▶ _INSTRUCTIONS FOR THE TASK_: Go through the records below and copy out every line that contains the word "tire".

▶ _DATA LISTING_:
■ ■ ■ ■ ■

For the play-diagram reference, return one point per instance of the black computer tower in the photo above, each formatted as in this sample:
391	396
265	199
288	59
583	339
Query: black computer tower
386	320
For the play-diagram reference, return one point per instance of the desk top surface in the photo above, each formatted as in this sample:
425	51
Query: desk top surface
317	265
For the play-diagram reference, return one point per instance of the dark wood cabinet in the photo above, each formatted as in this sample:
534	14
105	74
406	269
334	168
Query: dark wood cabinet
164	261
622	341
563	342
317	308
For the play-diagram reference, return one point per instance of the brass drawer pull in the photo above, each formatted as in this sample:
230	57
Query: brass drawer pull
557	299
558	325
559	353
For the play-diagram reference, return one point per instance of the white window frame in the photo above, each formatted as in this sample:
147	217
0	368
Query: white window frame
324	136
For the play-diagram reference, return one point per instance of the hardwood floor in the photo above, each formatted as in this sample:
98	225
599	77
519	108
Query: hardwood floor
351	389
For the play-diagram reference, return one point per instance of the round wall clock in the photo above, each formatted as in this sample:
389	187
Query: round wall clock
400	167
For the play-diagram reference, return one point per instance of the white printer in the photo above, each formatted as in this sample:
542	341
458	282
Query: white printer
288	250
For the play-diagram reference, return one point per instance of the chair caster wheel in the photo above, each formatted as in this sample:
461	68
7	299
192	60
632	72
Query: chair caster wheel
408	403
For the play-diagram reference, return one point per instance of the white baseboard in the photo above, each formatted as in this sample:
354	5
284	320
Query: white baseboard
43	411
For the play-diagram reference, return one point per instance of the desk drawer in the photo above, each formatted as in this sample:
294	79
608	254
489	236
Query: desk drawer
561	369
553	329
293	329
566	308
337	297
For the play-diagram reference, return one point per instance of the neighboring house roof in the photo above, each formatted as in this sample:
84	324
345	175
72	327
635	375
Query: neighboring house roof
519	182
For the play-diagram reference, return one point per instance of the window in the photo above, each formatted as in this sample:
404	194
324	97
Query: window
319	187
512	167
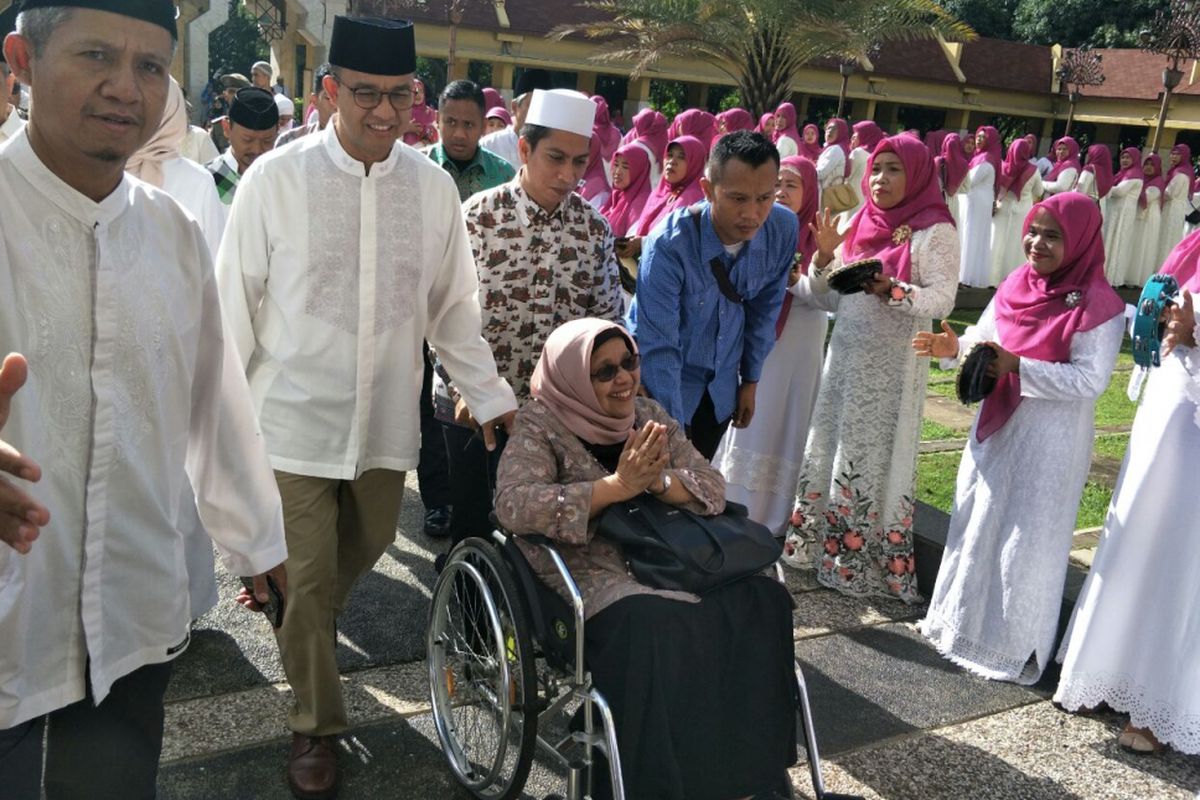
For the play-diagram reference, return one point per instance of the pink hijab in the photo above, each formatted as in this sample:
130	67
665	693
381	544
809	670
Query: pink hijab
1155	180
805	242
1018	168
869	134
667	197
425	116
562	382
787	110
651	128
1185	166
871	230
1183	263
736	119
694	122
1069	162
1099	163
811	151
953	162
604	130
624	206
1033	314
595	179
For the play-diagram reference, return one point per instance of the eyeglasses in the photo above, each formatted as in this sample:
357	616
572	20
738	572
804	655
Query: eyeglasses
367	98
609	372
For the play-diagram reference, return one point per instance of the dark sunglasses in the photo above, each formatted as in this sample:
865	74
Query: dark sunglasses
607	372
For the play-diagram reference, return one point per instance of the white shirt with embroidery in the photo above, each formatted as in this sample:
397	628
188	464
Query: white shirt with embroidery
329	280
131	383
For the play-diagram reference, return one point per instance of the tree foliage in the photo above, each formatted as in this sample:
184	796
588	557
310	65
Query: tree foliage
760	43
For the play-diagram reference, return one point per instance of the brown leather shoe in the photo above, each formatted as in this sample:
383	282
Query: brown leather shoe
312	768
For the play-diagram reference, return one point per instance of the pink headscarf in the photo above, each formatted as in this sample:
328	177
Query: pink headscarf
1033	314
787	110
1099	163
1155	180
869	134
694	122
562	382
843	140
1185	166
595	179
1017	169
651	128
934	140
871	230
1183	263
604	130
667	197
811	151
736	119
805	242
1069	162
499	113
425	116
953	162
163	145
624	206
1133	172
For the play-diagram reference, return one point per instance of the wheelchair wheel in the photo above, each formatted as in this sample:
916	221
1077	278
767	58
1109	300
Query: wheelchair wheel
483	677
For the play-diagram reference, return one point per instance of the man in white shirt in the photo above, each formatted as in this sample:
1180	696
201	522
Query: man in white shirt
343	251
251	127
504	143
132	392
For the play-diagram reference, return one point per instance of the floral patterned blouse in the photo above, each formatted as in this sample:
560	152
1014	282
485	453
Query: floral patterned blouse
544	486
537	270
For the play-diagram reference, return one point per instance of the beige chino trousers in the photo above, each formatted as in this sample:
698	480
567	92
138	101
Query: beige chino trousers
336	530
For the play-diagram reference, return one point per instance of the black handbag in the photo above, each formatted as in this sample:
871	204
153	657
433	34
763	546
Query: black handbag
669	547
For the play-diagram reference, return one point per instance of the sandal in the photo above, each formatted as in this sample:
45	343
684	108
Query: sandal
1139	740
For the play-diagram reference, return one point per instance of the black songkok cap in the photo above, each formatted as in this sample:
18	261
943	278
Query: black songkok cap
160	12
375	46
255	108
532	79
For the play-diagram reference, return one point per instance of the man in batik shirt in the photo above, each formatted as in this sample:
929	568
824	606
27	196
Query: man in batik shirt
545	257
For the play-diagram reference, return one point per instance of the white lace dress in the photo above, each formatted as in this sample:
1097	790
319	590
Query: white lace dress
1007	252
1000	587
855	497
976	224
1120	226
761	463
1134	638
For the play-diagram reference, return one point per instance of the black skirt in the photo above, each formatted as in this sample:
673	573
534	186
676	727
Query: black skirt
703	695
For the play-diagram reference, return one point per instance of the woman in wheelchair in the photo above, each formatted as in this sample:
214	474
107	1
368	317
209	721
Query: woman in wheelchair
701	689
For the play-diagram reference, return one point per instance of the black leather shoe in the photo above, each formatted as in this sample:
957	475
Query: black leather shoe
437	522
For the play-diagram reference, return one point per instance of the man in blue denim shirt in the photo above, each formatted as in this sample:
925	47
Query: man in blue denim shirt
709	289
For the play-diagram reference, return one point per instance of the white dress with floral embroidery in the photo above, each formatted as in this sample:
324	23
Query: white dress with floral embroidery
1134	638
855	498
1000	585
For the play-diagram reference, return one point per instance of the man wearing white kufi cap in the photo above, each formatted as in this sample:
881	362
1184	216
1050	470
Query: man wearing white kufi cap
545	257
343	251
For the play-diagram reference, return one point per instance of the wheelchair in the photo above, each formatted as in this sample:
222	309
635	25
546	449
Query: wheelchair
507	677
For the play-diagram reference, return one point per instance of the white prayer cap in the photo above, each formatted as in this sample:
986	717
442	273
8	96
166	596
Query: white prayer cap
287	108
562	109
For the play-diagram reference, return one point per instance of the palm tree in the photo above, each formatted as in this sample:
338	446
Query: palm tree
760	43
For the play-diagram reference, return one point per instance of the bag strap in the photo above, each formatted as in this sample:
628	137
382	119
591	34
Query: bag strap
717	265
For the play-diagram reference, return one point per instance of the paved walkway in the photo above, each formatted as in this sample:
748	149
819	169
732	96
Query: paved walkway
895	720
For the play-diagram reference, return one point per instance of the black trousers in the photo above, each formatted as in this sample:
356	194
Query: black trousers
93	752
705	431
472	480
433	468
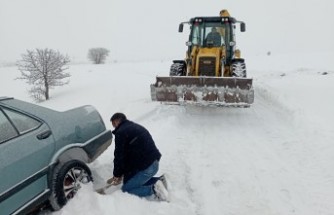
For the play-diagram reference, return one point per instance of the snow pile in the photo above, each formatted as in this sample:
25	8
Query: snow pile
275	157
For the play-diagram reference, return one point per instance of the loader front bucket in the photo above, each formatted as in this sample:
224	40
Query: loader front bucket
203	89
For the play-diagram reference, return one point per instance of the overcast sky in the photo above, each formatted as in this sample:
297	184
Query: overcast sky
147	29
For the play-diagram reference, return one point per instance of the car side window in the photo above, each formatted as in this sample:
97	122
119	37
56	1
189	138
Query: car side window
7	131
23	123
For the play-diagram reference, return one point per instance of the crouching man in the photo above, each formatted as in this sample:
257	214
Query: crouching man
136	160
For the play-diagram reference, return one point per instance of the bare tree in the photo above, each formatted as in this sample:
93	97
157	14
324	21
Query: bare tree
98	55
44	69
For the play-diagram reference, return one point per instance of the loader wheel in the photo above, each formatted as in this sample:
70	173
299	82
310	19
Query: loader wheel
177	69
238	69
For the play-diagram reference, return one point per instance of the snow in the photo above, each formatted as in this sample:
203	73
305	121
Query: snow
274	158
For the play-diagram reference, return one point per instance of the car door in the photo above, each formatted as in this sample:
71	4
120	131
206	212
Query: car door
26	145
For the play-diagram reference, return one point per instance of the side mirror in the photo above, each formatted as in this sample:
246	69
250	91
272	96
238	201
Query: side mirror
242	27
181	27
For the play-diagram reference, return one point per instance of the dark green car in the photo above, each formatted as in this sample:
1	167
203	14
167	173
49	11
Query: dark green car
43	153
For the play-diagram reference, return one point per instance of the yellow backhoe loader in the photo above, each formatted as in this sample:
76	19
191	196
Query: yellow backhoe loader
213	71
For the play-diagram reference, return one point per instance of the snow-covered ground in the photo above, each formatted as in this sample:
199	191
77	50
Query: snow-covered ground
274	158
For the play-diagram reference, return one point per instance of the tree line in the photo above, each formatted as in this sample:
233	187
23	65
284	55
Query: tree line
46	68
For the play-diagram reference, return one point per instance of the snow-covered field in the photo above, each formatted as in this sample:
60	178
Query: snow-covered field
274	158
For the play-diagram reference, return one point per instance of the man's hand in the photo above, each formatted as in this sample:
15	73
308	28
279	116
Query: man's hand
115	180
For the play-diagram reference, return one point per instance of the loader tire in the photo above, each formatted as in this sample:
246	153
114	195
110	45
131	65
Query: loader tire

■ ■ ■ ■ ■

▶ _EXERCISE SOLUTION_:
For the play-diagram reference, return one point per instance of the loader tire in the photo above, each formatted as in this sample:
Query: loader tire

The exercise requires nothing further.